## Extracted data entries
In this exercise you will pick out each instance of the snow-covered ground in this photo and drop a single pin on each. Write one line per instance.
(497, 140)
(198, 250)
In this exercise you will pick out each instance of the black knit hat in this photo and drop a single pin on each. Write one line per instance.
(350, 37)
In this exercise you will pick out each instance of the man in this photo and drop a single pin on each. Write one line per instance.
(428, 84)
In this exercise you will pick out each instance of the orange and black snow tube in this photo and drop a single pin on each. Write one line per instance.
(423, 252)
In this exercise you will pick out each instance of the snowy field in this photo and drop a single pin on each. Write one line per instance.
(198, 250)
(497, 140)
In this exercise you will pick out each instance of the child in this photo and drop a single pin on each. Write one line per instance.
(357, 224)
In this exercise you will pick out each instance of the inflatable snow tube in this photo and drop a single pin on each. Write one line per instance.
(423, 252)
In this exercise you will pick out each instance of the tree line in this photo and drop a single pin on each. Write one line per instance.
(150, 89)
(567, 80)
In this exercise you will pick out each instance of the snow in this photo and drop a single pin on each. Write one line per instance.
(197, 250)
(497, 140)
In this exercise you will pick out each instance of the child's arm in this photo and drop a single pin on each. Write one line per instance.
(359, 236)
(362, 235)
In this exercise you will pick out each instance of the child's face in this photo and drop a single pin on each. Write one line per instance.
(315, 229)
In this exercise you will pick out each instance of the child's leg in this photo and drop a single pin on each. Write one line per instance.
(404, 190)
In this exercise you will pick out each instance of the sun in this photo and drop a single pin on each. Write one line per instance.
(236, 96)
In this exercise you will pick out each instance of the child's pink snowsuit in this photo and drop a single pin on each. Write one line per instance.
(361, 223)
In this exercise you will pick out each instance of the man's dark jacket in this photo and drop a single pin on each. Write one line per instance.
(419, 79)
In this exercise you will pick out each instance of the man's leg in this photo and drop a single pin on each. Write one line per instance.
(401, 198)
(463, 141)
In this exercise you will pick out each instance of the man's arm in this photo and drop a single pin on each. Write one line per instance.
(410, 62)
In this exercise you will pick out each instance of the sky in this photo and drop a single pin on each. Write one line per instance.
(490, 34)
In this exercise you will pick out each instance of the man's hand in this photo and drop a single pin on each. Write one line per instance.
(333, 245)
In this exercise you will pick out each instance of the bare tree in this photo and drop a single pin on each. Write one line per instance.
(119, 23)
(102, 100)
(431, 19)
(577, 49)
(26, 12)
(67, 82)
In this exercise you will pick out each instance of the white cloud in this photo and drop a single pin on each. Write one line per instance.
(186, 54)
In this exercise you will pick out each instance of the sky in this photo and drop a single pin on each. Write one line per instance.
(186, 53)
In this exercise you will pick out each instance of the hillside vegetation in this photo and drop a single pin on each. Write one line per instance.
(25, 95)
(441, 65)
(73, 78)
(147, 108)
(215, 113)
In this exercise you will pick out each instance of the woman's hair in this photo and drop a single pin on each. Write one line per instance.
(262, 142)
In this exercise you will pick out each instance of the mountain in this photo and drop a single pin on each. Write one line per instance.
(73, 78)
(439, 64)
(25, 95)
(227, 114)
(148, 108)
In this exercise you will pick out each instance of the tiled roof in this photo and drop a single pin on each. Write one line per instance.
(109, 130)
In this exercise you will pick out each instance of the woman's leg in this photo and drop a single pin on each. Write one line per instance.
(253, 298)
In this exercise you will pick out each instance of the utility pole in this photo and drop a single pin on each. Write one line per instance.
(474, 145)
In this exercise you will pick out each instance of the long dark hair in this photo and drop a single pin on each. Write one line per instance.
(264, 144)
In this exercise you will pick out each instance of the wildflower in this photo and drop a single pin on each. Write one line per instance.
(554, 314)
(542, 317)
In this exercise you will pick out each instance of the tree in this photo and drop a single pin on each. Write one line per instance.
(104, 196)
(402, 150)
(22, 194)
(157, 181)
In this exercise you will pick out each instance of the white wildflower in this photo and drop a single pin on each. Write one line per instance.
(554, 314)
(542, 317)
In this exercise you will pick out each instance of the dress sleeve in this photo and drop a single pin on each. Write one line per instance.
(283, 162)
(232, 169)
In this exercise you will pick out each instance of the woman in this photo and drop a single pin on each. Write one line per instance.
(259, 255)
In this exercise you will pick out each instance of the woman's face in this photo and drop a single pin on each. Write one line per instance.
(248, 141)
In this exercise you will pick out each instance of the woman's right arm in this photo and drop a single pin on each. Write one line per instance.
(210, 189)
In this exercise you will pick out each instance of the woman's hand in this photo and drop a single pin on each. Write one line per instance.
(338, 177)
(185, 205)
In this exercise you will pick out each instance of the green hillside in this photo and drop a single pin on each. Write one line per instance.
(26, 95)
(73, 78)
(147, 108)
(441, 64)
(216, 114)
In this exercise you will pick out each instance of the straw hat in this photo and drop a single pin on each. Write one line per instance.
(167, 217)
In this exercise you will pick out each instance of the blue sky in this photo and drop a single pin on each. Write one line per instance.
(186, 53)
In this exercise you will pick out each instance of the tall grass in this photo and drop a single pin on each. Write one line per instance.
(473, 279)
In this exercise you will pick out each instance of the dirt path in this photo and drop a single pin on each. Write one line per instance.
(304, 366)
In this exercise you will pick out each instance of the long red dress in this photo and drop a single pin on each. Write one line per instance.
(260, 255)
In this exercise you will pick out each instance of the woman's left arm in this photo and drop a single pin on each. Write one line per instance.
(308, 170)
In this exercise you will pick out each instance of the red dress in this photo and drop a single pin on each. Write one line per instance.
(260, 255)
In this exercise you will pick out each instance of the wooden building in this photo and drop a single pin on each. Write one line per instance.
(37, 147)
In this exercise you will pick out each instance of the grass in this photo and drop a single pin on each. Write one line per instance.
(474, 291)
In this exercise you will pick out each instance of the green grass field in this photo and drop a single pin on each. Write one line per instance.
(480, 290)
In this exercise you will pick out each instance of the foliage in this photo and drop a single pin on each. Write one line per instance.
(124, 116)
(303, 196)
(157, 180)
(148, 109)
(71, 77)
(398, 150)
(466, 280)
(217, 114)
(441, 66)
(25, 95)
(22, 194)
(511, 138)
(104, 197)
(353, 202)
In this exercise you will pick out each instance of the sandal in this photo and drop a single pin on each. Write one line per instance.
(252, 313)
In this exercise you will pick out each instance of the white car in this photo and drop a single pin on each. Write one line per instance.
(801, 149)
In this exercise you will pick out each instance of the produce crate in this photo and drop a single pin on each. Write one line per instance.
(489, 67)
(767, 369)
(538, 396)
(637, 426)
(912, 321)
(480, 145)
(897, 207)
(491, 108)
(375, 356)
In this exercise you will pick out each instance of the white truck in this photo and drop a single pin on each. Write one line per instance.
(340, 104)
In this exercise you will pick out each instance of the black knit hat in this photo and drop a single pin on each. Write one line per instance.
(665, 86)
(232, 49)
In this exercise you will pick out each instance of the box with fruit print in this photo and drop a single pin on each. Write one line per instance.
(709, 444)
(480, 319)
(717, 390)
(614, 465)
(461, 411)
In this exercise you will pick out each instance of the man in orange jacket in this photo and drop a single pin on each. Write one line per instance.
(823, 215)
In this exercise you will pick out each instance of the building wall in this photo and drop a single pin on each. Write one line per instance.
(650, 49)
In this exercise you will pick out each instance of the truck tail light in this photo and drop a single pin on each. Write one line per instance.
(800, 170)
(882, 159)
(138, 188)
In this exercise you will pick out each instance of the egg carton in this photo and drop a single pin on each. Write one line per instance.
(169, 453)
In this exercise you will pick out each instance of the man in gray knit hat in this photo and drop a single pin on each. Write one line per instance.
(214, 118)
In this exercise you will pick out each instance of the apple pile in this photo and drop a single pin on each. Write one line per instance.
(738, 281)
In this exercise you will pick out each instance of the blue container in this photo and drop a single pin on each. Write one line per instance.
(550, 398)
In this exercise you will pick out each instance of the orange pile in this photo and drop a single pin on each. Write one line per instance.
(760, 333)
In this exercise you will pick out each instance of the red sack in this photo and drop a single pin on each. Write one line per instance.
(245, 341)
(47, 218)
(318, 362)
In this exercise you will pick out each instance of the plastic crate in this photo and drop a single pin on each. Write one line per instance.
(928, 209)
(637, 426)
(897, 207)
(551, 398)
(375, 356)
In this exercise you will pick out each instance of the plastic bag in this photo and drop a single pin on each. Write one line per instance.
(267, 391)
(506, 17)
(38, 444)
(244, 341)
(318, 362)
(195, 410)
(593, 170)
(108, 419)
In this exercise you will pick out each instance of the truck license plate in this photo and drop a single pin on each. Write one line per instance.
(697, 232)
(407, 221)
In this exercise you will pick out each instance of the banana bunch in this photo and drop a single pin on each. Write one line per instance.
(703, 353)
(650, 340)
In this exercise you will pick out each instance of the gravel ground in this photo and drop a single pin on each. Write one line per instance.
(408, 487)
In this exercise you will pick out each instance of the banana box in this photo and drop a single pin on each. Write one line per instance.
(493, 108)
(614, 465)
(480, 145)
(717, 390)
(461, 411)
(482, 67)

## WHAT THE TASK REQUIRES
Copy out word for word the part of the entries that opens with the line containing "the banana box" and runs through the last line of the entries.

## RESULT OF THIS EXERCISE
In this exercise you will pick out each instance of the banana box in this photo and drop a single pin on each. Write one line per instance.
(493, 108)
(614, 465)
(480, 145)
(717, 390)
(461, 411)
(482, 67)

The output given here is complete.